• **Istruzioni**:
[1] Risponda alle seguenti domande sulla testimonianza di Licia Rognini:
(a) In quale città e in quale anno è nata Licia Rognini?
(b) In quale via e a quale numero civico si trovava la casa di ringhiera in cui è cresciuta?
(c) A che età ha cominciato a lavorare e dopo aver completato quale corso?
[2] Scriva il seguito della testimonianza di Licia Rognini, a partire dall'ultima frase riportata.

• **Estratto del testo**:
=====

Licia Rognini nella sua casa di Milano

Mi chiamo Licia Rognini, sono nata nel 1928 a Senigallia, una cittadina sul mare delle Marche, ma sono arrivata a Milano a un anno circa, quando mia mamma Irma, che era sarta, raggiunse mio padre Giovanni. Lui si era trasferito in cerca di lavoro, perché, pur essendo falegname, al paese non trovava un’occupazione, non essendo fascista. A Milano venne assunto come operaio semplice e senza possibilità di carriera perché non aveva la tessera del fascio. In questa città sono nati i miei fratelli, Italo nel 1993 e Adolfo nel 1936.

Abbiamo vissuto prima a Precotto, poi in una casa di ringhiera con il bagno in comune sul ballatoio, in viale Monza al 114. Sono cresciuta lì, giocando per strada con i bambini del caseggiato, allora era normale giocare per strada, ora i bambini non possono più farlo.

Quando sono state promulgate le leggi contro gli ebrei, noi bambine e bambini fummo chiamati nella sede del fascio del nostro rione, per chiederci di che religione eravamo. Ricordo due fascisti: uno faceva le domande, l’altro sembrava vergognarsi di quello che stava facendo.

Allo scoppio della guerra io lavoravo già. Ho cominciato a 13 anni dopo aver completato il corso per stenodattilografia. Ero impiegata in una ditta che si occupava di compravendita di immobili. Accompagnavo i clienti sia in Tribunale che a sbrigare tutte le pratiche necessarie. Prendevo il tram tutte le mattine per andare al lavoro e alla fermata c’era un ragazzino che mi aspettava. Non ricordo il suo nome, mi portava due “michette”, regalo prezioso perché durante la guerra il pane era razionato. Poi se ne andava, non ricordo se ci siamo mai parlati.

=====

• **Elenco dei record**:
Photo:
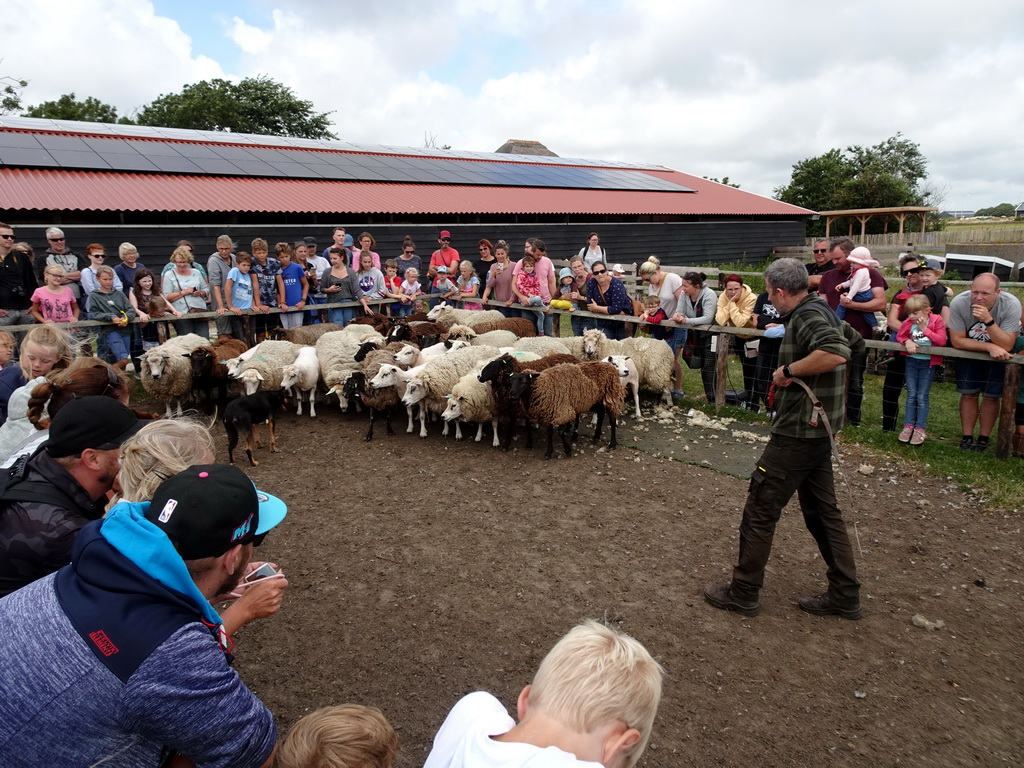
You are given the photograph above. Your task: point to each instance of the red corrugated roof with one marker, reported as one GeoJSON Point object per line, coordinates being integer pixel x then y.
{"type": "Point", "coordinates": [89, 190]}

=====

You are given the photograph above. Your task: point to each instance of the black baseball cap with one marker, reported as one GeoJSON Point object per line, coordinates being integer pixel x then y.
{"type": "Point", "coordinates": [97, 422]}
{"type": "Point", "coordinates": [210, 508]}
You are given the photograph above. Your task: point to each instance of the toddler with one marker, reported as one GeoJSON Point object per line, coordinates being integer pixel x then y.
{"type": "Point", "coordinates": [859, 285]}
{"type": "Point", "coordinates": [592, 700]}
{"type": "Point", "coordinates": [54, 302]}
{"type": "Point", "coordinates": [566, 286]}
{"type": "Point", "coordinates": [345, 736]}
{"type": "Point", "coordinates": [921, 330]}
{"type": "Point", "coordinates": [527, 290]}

=====

• **Risultati finali**:
[1]
(a) A Senigallia, nel 1928.
(b) In viale Monza, al numero 114.
(c) A 13 anni, dopo aver completato il corso per stenodattilografia.

[2]
Il primo bombardamento di Milano fu nell’ottobre del 1942. Ero al lavoro e sono riuscita a tornare a casa facendomi a piedi da via Larga in viale Monza tra edifici incendiati, urla e macerie. Ho vissuto quel momento con l’incoscienza dei giovani, senza pensare al pericolo che stavo correndo. Mia madre era terrorizzata, preoccupata per me e i miei fratelli allora bambini. Ha deciso che non potevamo più rimanere a Milano. Si è messa in contatto con sua sorella e suo fratello che vivevano a Roma, che era stata dichiarata “città aperta” e quindi non bombardabile. Ci hanno accolti a casa loro.

Giovanni Rognini, padre di Licia, in una foto degli anni ’20 con i suoi amici (il secondo da sinistra della prima fila in piedi) – Fonte Licia Rognini

A Roma

Fu così che mi trasferii a Roma a casa della zia Zelia con Italo, mentre Adolfo andò a casa dello zio. Mia zia aveva una portineria a Ponte Milvio sulla Cassia e abitavamo lì. Suo marito lavorava per una ditta, la Tudini e Talenti, e non ebbe difficoltà a farmi assumere come impiegata. Eravamo in pieno regime fascista, con Mussolini al potere e il Re.

Poi arrivò il 25 Luglio del 1943, io mi unii agli operai della ditta che si riversarono nelle strade abbattendo le statue di Mussolini. Eravamo tutti usciti in maniera spontanea, io seguendo gli altri, ma non tutti l’abbiamo fatto, anzi l’unica tra le impiegate. Venni licenziata perché ero uscita senza permesso. Ufficialmente il motivo fu “per esuberanza di personale”. A mio zio dissero che non potevo rimanere lì perché avevo sobillato il personale. Quando si è giovani non si ha paura.

L’8 settembre me lo ricordo bene. I camion carichi di soldati tedeschi sulla via Cassia, io che tiro fuori la lingua per sbeffeggiarli, uno di loro che mi punta il fucile, ma, forse perché il camion andava troppo veloce, non spara. Col senno di poi ti rendi conto del pericolo corso, dopo però.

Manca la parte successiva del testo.